# Teks yang Disediakan:
···
Oleh Kosmas Lawa Bagho, S.Fil., M.M
Ketua Koperasi Kredit Serviam Ende
LAPORAN PERJALANAN DINAS
LOKNAS, OPEN FORUM DAN RATNAS INKOPDIT
MAKASAR, 17-22 MEI 2017
I.
PNDAHULUAN
Koperasi Kredit Serviam pada kegiatan kali ini
mengirimkan 6 peserta. Kosmas Lawa Bagho sebagai ketua pengurus, Venantius
Minggu sebagai wakil ketua pengurus, Oswaldus Romanus Minggu sebagai sekretaris
pengawas, Lambertus Liki Mare sebagai manajer, Klemens Lae sebagai kepala
cabang utama dan Ermelinda Ani sebagai kepala bidang kuangan cabang utama.
Kami tergabung pada 83 peserta dari Puskopdit Flores
Mandiri. Kami berangkat tanggal 17 Mei 2017 dengan menggunakan pesawat terbang
dari Ende, transit di Labuan Bajo, transit kedua di Denpasar dan Makasar.
Tiba di Bandara, kami langsung bergegas menuju Hotel
Grand-Calarion Makasar sebagai tempat pelaksanaan dengan menggunakan bis yang
telah disiapkan teman-teman gerakan di Makasar. Setiap kami membayar Rp50.000
dan pulang juga Rp50.000 untuk biaya transport.
Senja itu, kami tiba di hotel langsung melakukan
registrasi dan mendapatkan kunci kamar. Saya satu kamar dengan pak wakil ketua
pada lantai 5, nomor 5.893.
Ternyata hari itu hanya disiapkan panitia melakukan
registrasi.
II.
KEGIATAN LOKAKARYA NASIONAL (LOKNAS)
Hari itu tanggal 18 Mei 2017, semua peserta hadir
dalam satu ruangan untuk acara pembukaan. Hadir 36 Puskopdt dengan utusan
perorangan 763 peserta. Acara pembukaan berturut-turut: doa, Lagu Indonesia
Raya, Lagu Hymne Kopdit, Tarian Selamat Datang oleh SDK St. Aloysius Makasar,
Sambuat Ketua Inkopdit sekaligus membuka acara dengan resmi, perkenalan,
pengumuman panitia dan launching buku dari Puskopdit Khatulistiwa, Bapak
Munaldus dkk.
···
# Tujuan a:
Berapa peserta yang dikirim Koperasi Kredit Serviam menurut laporan perjalanan dinas ini?

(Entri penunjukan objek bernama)
···
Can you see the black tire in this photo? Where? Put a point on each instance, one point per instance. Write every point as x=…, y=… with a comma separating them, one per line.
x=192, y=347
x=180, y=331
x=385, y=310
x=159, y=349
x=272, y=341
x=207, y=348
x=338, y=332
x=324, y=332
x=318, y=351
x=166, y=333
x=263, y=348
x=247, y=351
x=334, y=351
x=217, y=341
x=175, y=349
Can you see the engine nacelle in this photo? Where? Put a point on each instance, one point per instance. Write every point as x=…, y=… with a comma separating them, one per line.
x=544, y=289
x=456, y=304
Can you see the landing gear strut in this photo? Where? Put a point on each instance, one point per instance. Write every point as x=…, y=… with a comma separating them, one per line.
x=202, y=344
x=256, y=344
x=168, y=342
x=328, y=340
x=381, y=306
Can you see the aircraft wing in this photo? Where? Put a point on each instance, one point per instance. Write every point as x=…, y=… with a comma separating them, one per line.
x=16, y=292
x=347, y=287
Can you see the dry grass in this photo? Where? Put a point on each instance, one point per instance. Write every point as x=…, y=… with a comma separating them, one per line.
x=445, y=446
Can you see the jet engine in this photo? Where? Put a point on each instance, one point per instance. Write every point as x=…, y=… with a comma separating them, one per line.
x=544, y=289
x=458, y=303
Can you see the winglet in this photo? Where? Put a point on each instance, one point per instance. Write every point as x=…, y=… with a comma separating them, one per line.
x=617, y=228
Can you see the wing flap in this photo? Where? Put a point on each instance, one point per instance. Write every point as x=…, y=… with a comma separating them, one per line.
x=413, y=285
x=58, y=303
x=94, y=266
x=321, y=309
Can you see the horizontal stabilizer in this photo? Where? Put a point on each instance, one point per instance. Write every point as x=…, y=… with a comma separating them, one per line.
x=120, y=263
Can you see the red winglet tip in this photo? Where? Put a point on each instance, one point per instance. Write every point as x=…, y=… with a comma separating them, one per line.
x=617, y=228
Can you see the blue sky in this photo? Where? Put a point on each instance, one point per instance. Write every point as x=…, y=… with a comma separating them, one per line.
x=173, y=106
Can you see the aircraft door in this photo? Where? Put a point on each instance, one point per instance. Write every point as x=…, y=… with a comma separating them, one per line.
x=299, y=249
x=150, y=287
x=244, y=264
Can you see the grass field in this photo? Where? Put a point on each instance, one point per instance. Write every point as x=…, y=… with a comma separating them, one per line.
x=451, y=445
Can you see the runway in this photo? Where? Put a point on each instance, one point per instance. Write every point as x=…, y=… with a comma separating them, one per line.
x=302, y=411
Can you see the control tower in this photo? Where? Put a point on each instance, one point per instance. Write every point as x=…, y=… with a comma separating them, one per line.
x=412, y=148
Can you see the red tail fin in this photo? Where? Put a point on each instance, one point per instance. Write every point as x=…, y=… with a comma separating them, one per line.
···
# Tujuan b:
Tuliskan kembali tanpa perubahan baris-baris entri di atas, mulai dari baris yang memuat "Can you see the aircraft wing" sampai dengan baris yang memuat "x=458, y=303".

# Hasil a:
6 peserta.

# Hasil b:
Can you see the aircraft wing in this photo? Where? Put a point on each instance, one point per instance. Write every point as x=…, y=… with a comma separating them, one per line.
x=16, y=292
x=347, y=287
Can you see the dry grass in this photo? Where? Put a point on each instance, one point per instance. Write every point as x=…, y=… with a comma separating them, one per line.
x=445, y=446
Can you see the jet engine in this photo? Where? Put a point on each instance, one point per instance. Write every point as x=…, y=… with a comma separating them, one per line.
x=544, y=289
x=458, y=303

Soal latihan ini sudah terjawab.